ФРАГМЕНТ ТЕКСТА —
........

Борис Кутенков
Вторая книга Александра Переверзина «Вы находитесь здесь» вышла после 10-летнего перерыва. Книга ожидалась в литсреде все последние годы – но постоянно откладывалась, в связи с чем, разумеется, не мог не возникнуть вопрос об особой культуртрегерской этике: Переверзин уже более 15 лет является руководителем одного из самых востребованных поэтических издательств. Ясно одно: с творческим молчанием этот перерыв никак не был связан – Александр Переверзин все эти годы активно выступал и публиковался (хотя больше публиковал других) и, как замечает Владимир Козлов в предисловии к новой книге, «благодаря своей активной издательской деятельности постоянно присутствует в поэтическом процессе».
Впрочем, такова ли причинно-следственная связь – между «присутствием» и «издательской деятельностью» (если понимать под «присутствием» именно амплуа практикующего стихотворца и его бытование в литературной среде именно в этом качестве)? Переверзин, безусловно, занимает особое место как культуртрегер и – шире – как гуманитарная фигура, которой удалось создать проект с: а) внятной редакционной политикой; б) редакторской культурой; в) пониманием того, что встраивается и не встраивается в «форматные» рамки издательства – при широте, что важно, эстетического диапазона (от, условно говоря, Андрея Чемоданова до Андрея Василевского, но при отсутствии авангардных и радикальных практик). «Воймеговскую» книгу, как и «воймеговского» автора, мы можем не только отличить – несмотря на резкую индивидуальность большинства из них – но и, очень часто, угадать, кто способен/не способен стать таковым. Но сегодняшний разговор с Переверзиным – именно как с поэтом, и тут с уверенностью можно сказать, что располагает к нему особая человеческая нота: если можно говорить о всеобщей любви (без оглядки на разумеющиеся исключения), то перед нами именно такой случай. Автор этих строк прекрасно помнит, какая этика разговора, готовность прийти на помощь и участие к полуслучайному человеку отличали Переверзина при первом знакомстве (и это несмотря на разницу в возрасте и неизбежную субординацию – мне было 19-20 лет) и при дальнейшем общении. И это уже тогда ставило его на особую планку по сравнению с большинством представителей литпроцесса – и сподвигало к восприятию его книги «Документальное кино», с которой я познакомился в тот период, как соприродной автору, неотделимой от него как личности и от биографического текста.

........

МАТЕРИАЛ ДЛЯ УПРАЖНЕНИЯ —

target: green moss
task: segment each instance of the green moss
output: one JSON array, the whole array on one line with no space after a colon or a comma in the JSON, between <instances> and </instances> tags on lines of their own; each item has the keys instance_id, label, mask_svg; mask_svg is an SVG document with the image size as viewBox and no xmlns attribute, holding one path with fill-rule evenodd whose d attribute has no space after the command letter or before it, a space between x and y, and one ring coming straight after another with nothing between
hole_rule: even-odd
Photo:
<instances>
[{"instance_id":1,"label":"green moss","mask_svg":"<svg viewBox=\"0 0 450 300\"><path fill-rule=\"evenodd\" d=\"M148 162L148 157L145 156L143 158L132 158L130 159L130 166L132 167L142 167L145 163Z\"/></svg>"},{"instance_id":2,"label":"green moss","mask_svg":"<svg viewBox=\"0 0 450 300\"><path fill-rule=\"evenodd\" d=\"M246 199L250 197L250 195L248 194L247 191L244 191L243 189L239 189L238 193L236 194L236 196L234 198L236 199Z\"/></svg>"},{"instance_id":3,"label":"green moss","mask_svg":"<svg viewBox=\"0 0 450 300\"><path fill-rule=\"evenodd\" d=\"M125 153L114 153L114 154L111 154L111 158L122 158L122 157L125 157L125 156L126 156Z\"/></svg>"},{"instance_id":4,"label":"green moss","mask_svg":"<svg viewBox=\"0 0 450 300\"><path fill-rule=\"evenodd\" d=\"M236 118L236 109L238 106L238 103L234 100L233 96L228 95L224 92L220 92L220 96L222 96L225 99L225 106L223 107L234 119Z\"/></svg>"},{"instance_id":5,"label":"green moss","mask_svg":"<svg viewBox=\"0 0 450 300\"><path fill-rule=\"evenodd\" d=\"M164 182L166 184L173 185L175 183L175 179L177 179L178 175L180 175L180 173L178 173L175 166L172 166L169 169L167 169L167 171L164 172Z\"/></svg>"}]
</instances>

........

ЗАДАНИЯ —
a: Пожалуйста, определите, согласуются ли с текстом о книге Александра Переверзина следующие утверждения: (i) книга «Вы находитесь здесь» вышла после 10-летнего перерыва; (ii) предисловие к новой книге написал Андрей Василевский; (iii) при первом знакомстве с Переверзиным автору было 25 лет. На каждое ответьте «да» или «нет» и точно процитируйте решающие слова текста.
b: Перепишите отрезок записей от их начала до строки с «task: segment each instance of the green moss» включительно, заменив «green moss» на «brown moss». Всё остальное оставьте без изменений и приведите только эти строки.

ОТВЕТЫ ПО ЗАДАНИЯМ —
a:
(i) Да: «вышла после 10-летнего перерыва».
(ii) Нет: «как замечает Владимир Козлов в предисловии к новой книге».
(iii) Нет: «мне было 19-20 лет».

b:
target: brown moss
task: segment each instance of the brown moss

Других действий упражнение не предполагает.